EXTRACT PROVIDED:

───

And within the year, it had cleared the Senate Foreign Relations Committee and come up for a full vote in the Senate. And there it did very, very well. We attached a number of reservations to it that kind of protected American soldiers and -- and political leaders. So it sort of undermined the ratification, but at least it came about. And what we would see, of course, in the 1990s, when genocide would happen, is that even though we'd attached these reservations, U.S. officials within the government and advocates outside used the convention and used America's signature -- finally, belated signature -- to try to generate a response on the grounds that we had committed ourselves to doing so.
LAMB: You have over 600 pages, 14 chapters. I'm going to quickly read some of the chapters. Six -- "Cambodia: Helpless Giant." Eight -- "Iraq: Human Rights and Chemical Weapons Use Aside." Nine -- "Bosnia: No More Than Witnesses at a Funeral." Ten -- "Rwanda: Mostly in a Listing Mode." Eleven -- "Srebrenica: Getting Creamed" is the subtitle. Twelve -- "Kosovo: A Dog and a Fight." What are the -- why are these the names of chapters? What is the purpose?
POWER: Well, most of the chapter titles -- they're all a little bit different, in terms of where the quotations come from, but they tend to be from U.S. government documents. One of the things I had the great privilege of doing was working with the National Security Archive, a non-governmental group based here in Washington, to use the Freedom of Information Act to get these documents declassified. And so I just took advantage of the collection that they had amassed, worked with them and sort of -- when I had conducted an interview and learned about a document, would tell them about it, but they really do the heavy lifting.

And these documents you would just see in very, very sterile, cold, bureaucratic language, phrases like "Human rights and chemical weapons use aside" -- comma -- "Saddam Hussein really looks like he can be a reliable partner in the Middle East." You know, the Kosovo title that you mentioned, "A Dog and a Fight," was my sort of play on words because James Baker had said in relationship to the war on Bosnia -- very much like Warren Christopher's characterization of it as "a problem from hell," Baker had said, "We don't have a dog in that fight." And in Kosovo, we had a dog, or perceived ourselves to have a dog, and consequently, we had a fight.
LAMB: How'd you get into this, in the first place?
POWER: I was a reporter, a young reporter, pretty idealistic, in Bosnia during the war there. I went over in 1993 for the first time and left, finally, in 1996.
LAMB: Writing for?

───

ITEMS:
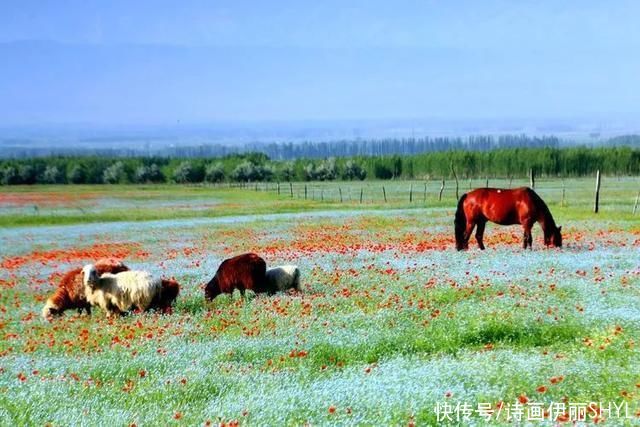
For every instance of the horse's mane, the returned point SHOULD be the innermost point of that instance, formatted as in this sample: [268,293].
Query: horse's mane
[540,204]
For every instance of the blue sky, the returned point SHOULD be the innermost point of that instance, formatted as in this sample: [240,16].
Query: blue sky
[157,62]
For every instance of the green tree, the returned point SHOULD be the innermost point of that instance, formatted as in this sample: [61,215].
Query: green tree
[214,172]
[52,175]
[114,174]
[77,175]
[184,173]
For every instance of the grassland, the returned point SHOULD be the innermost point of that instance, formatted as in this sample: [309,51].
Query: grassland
[392,321]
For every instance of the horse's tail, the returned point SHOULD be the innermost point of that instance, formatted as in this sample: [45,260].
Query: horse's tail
[460,223]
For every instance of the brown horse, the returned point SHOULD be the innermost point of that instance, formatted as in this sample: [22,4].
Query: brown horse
[505,207]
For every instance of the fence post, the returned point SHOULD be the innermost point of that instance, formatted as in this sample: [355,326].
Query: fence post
[597,201]
[455,176]
[532,178]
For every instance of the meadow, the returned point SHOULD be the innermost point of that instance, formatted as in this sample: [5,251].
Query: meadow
[392,325]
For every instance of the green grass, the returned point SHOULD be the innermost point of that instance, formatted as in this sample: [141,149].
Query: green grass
[383,332]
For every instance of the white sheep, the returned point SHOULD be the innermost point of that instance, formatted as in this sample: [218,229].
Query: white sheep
[283,278]
[119,293]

───

GIVEN INSTRUCTION A:
In the interview excerpt, why is the Kosovo chapter titled "A Dog and a Fight"? Explain in one to three sentences.
GIVEN INSTRUCTION B:
Reproduce word for word the stretch of the interview excerpt from "POWER: Well, most" through "the heavy lifting.".

EXPECTED ANSWER A:
The title plays on James Baker's remark about the war in Bosnia: "We don't have a dog in that fight." In Kosovo, the United States had a dog, or perceived itself to have one, and so it had a fight.

EXPECTED ANSWER B:
POWER: Well, most of the chapter titles -- they're all a little bit different, in terms of where the quotations come from, but they tend to be from U.S. government documents. One of the things I had the great privilege of doing was working with the National Security Archive, a non-governmental group based here in Washington, to use the Freedom of Information Act to get these documents declassified. And so I just took advantage of the collection that they had amassed, worked with them and sort of -- when I had conducted an interview and learned about a document, would tell them about it, but they really do the heavy lifting.